▶ Problem requirements:
Each entry must come back word for word; drop the images as you go.

Stored records
____

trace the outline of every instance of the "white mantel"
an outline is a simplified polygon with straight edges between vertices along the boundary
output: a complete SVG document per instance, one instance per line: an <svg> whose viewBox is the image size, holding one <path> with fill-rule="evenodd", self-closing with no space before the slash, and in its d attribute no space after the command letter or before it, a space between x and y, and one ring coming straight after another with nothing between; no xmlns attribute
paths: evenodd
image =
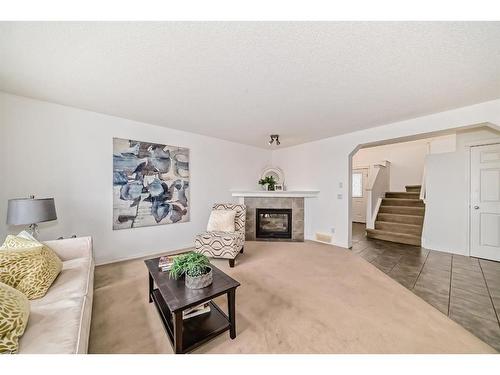
<svg viewBox="0 0 500 375"><path fill-rule="evenodd" d="M243 198L315 198L319 190L289 190L289 191L265 191L265 190L235 190L231 191L233 197Z"/></svg>

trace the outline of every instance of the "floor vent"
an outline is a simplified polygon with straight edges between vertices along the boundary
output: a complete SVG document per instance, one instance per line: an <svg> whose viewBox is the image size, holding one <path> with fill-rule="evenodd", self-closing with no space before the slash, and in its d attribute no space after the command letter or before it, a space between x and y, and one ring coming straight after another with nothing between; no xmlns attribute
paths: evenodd
<svg viewBox="0 0 500 375"><path fill-rule="evenodd" d="M332 235L328 233L316 232L316 240L321 242L332 242Z"/></svg>

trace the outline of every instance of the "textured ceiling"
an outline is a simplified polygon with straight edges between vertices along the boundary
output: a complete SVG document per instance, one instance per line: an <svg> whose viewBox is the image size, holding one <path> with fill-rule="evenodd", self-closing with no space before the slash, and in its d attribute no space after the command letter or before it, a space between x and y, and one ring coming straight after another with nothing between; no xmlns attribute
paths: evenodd
<svg viewBox="0 0 500 375"><path fill-rule="evenodd" d="M286 147L498 98L499 41L500 22L0 22L0 90Z"/></svg>

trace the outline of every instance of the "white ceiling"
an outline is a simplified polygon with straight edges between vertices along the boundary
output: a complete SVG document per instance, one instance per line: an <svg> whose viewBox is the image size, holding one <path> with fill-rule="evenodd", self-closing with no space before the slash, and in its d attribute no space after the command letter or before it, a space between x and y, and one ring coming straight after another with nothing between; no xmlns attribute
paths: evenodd
<svg viewBox="0 0 500 375"><path fill-rule="evenodd" d="M0 22L0 90L286 147L499 98L500 22Z"/></svg>

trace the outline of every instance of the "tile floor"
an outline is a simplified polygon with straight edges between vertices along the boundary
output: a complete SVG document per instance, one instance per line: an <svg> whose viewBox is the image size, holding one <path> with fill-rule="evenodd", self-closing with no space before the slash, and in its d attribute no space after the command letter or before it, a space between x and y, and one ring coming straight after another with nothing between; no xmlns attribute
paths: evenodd
<svg viewBox="0 0 500 375"><path fill-rule="evenodd" d="M500 351L500 262L372 240L353 224L352 251Z"/></svg>

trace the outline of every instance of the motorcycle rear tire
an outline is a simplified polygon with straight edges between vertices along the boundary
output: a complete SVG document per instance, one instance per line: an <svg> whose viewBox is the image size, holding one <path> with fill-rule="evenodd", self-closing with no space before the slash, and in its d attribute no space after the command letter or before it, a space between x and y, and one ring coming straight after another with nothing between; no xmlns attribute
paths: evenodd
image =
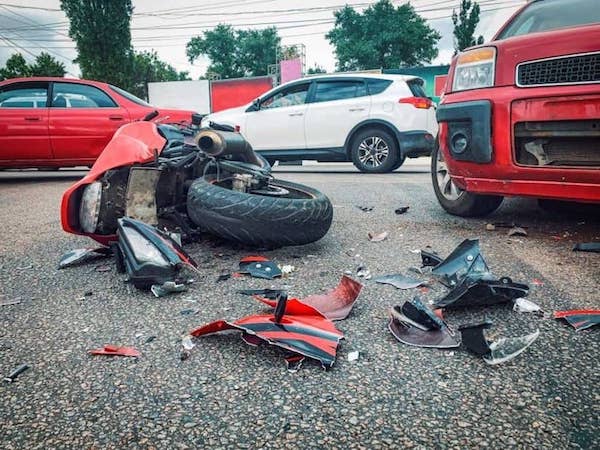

____

▶ Reply to the exercise:
trace the outline of every instance of the "white mantel"
an outline is a simplified polygon with straight edges between vertices along the boundary
output: a complete SVG document per instance, one instance per line: an <svg> whose viewBox is the image size, holding one <path> with fill-rule="evenodd", self-closing with no space before the slash, and in its d attribute no space after the command letter or before it, a space between x and y, and one ring coming straight after another with nothing between; no xmlns attribute
paths: evenodd
image =
<svg viewBox="0 0 500 375"><path fill-rule="evenodd" d="M243 198L315 198L319 190L289 190L289 191L265 191L265 190L235 190L231 191L233 197Z"/></svg>

trace the outline of every instance of the "floor vent"
an outline is a simplified polygon with straight edges between vertices along the boundary
output: a complete SVG document per instance, one instance per line: an <svg> whose viewBox is the image size, holding one <path> with fill-rule="evenodd", self-closing with no space before the slash, and in its d attribute no space after the command letter or before it, a space between x and y, and one ring coming straight after another with nothing between; no xmlns attribute
paths: evenodd
<svg viewBox="0 0 500 375"><path fill-rule="evenodd" d="M332 235L328 233L316 232L316 240L321 242L332 242Z"/></svg>

trace the outline of every instance of the "textured ceiling"
an outline is a simplified polygon with straight edges between vertices along the boundary
output: a complete SVG document per instance, one instance per line: an <svg> whose viewBox is the image size, holding one <path> with fill-rule="evenodd", self-closing with no space before the slash, and in its d attribute no space after the command letter or before it, a space between x and y, and one ring coming straight after another with nothing between; no xmlns attribute
paths: evenodd
<svg viewBox="0 0 500 375"><path fill-rule="evenodd" d="M286 147L498 98L499 41L500 22L0 22L0 90Z"/></svg>

trace the outline of every instance of the "white ceiling"
an outline is a simplified polygon with straight edges between vertices along the boundary
output: a complete SVG document per instance, one instance per line: an <svg> whose viewBox is the image size, holding one <path> with fill-rule="evenodd", self-closing with no space before the slash, and in its d attribute no space after the command letter or before it, a space between x and y, and one ring coming straight after another with nothing between; no xmlns attribute
paths: evenodd
<svg viewBox="0 0 500 375"><path fill-rule="evenodd" d="M0 22L0 90L286 147L499 98L500 22Z"/></svg>

trace the outline of every instance of the "tile floor"
an outline is a simplified polygon with straight edges between vertices along the boundary
output: a complete SVG document per instance, one instance per line: an <svg> whose viewBox is the image size, holding one <path> with fill-rule="evenodd", self-closing with no space before the slash, and in its d attribute no space after the command letter or before it, a space between x and y, and one ring coming straight after another with nothing between; no xmlns attribute
paths: evenodd
<svg viewBox="0 0 500 375"><path fill-rule="evenodd" d="M500 351L500 262L372 240L353 224L352 251Z"/></svg>

trace the outline of every instance of the motorcycle rear tire
an outline is a simplified polygon with straight edges between vertices along the boundary
output: a complete SVG document per instance, one instance per line: an <svg> whose viewBox is the image size, holding one <path> with fill-rule="evenodd", self-closing with no space before the slash, and in its d attribute no space after the command letter or before it, a space between x and y, and one ring coming straight after another with nothing between; no xmlns attribute
paths: evenodd
image =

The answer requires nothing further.